Texte cité:
· · · ·
Le logiciel comme agent subversif

Si créer un excellent logiciel demande peu de moyens, en copier un en demande encore moins. Ce qui veut dire que les conflits peuvent se résoudre de façon très intéressante et totalement impossible dans le monde réel. Pour autant que les régimes de propriété intellectuelle le permettent1, n’importe qui peut tout simplement faire une copie du logiciel et continuer à le développer de son côté. Dans le logiciel, cela s’appelle créer un fork2. Plusieurs projets peuvent également joindre leurs forces – on parle alors d’une fusion. La ressemblance avec les spin-off et les fusions dans le monde des affaires s’arrête là car les forks et les fusions dans le logiciel peuvent être des jeux à sommes non nulles.

Là où des processus démocratiques mèneraient à des impasses et ralentiraient les développements, le principe du consensus approximatif, du code qui fonctionne et la méthode RERO débouchent sur des chemins divergents les uns des autres, explorant de nombreuses possibilités en parallèle.

Cette approche de la résolution de conflits est tellement déconcertante3 qu’il a fallu presque trente ans, y compris aux hackers les plus pragmatiques, pour reconnaître que le forking était une pratique à encourager. Il s’est écoulé vingt-cinq ans entre l’apparition du terme « fork » pour désigner cette pratique (par Eric Altman, un hacker Unix, en 1980) et le développement de git (par Linus Torvalds, en 2005), un outil facilitant le forking. Git est aujourd’hui le système de gestion de code le plus utilisé au monde et a été à l’origine de GitHub, la plate-forme leader de partage de code.

Pour le développement de logiciels, ce modèle fonctionne tellement bien qu’il est en train de remplacer des méthodes de travail presque bicentenaires. Construite autour de l’idée de collaboration la plus large possible, d’une facilité de forking déconcertante et d’un recrutement ouvert par défaut, cette nouvelle méthode a tout pour plaire.

Le fonctionnement de ce modèle est particulièrement visible dans certains concours de programmation innovante comme les concours de programmation en Matlab organisés régulièrement par MathWorks.

Dans ces concours, les codes sources sont stockés dans des répertoires partagés et il est souvent permis aux candidats d’accéder autant qu’ils le souhaitent à tous les codes sources en cours de développement. Au début du concours, ce partage permet aux meilleures idées de se propager rapidement parmi tous les candidats. En se les appropriant, chacun ne fait en réalité que voter pour l’idée la plus prometteuse, quitte à travailler, temporairement, en collaboration. Garder son programme ou ses idées pour soi est en général contre-productif car il est fort probable qu’un autre concurrent butera sur les mêmes difficultés, arrivera à les améliorer de façon créative ou bien détectera une faiblesse qui lui permettra de vite échouer. Dans les étapes suivantes, ce processus crée une saine émulation où la rapidité d’exécution l’emporte sur la qualité des idées. Sans surprise, le gagnant du concours est souvent un candidat qui apporte à la dernière minute une légère modification au meilleur programme proposé.
· · · ·
Données enregistrées:
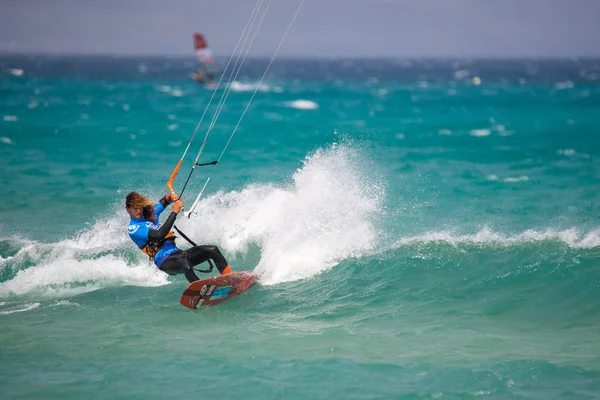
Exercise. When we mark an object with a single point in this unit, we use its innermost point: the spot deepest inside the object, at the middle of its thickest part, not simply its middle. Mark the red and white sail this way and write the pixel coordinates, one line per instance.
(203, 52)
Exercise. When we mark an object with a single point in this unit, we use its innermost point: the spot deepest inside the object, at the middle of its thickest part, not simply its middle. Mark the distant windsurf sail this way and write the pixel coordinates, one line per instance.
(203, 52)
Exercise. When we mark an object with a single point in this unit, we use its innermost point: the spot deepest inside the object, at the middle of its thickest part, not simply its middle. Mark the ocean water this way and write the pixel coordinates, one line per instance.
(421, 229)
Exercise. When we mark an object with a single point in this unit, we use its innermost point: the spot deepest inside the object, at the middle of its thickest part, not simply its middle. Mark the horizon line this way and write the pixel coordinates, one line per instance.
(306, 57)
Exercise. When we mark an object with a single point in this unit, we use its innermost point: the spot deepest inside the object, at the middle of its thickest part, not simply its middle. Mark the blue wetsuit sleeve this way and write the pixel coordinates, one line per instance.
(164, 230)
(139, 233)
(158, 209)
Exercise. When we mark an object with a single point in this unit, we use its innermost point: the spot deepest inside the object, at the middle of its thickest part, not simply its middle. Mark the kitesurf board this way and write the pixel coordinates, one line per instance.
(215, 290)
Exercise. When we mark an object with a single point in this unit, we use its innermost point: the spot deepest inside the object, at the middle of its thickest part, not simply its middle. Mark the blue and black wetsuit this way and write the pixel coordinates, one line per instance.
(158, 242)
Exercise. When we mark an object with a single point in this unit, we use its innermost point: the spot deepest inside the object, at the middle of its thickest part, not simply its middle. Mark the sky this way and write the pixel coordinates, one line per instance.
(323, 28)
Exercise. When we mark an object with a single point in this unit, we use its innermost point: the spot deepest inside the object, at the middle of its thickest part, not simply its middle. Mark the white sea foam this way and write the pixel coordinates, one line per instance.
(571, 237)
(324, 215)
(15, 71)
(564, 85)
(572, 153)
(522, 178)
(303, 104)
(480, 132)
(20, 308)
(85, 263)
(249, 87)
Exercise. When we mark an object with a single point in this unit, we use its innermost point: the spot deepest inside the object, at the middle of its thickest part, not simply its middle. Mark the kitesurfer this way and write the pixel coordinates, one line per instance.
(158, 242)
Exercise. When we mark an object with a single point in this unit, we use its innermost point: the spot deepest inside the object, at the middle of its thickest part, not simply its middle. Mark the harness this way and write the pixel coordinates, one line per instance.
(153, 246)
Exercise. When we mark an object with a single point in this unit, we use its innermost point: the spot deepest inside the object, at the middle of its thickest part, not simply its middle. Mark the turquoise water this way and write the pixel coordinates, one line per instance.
· · · ·
Consigne donnée 1:
Rassemblez toutes les lignes des enregistrements qui contiennent le mot « wetsuit ».
Consigne donnée 2:
Poursuivez le texte sur le logiciel comme agent subversif en reprenant après sa dernière phrase.
Le texte et les enregistrements n'ont aucun lien entre eux.

Réponse correcte 1:
Exercise. When we mark an object with a single point in this unit, we use its innermost point: the spot deepest inside the object, at the middle of its thickest part, not simply its middle. Mark the blue wetsuit sleeve this way and write the pixel coordinates, one line per instance.
Exercise. When we mark an object with a single point in this unit, we use its innermost point: the spot deepest inside the object, at the middle of its thickest part, not simply its middle. Mark the blue and black wetsuit this way and write the pixel coordinates, one line per instance.

Réponse correcte 2:
De tels concours – qui présentent dans les grandes lignes les méthodes de la communauté de l’open source et les habitudes des entreprises leaders en la matière – ne font pas que démontrer la puissance de RERO ; ils prouvent aussi en quoi la facilité de forking et le partage aboutissent à des résultats globalement meilleurs.

Les logiciels qui prospèrent dans un tel environnement ont une caractéristique curieuse : le pire est l’ami du mieux45, comme a pu le dire l’informaticien Richard Gabriel. Du code qui fonctionne, favorise la simplicité d’utilisation, catalyse une collaboration productive et l’expérimentation rapide tend à se diffuser rapidement et d’une manière inattendue. Le code alambiqué des puristes, cohérent, raffiné et finalisé, est en train de mourir à petit feu.

Dans la vraie vie, les équipes se constituent autour d’un ou deux programmeurs-clé par un mécanisme de parrainage plutôt que par des concours. Typiquement, les membres se connaissent tous plus ou moins, ce qui fait que dans sa totalité l’équipe du projet ne dépasse que rarement une dizaine de personnes. Les programmeurs qui n’arrivent pas à bien s’intégrer partent rapidement. S’ils ne le font pas d’eux-mêmes, il est courant de leur demander explicitement de ne rien faire. S’ils persistent, on les ignore.

La taille idéale d’une équipe n’est pas tranchée mais la règle des deux pizzas de Jeff Bezos suggère qu’elle ne dépasse pas une dizaine de personnes6.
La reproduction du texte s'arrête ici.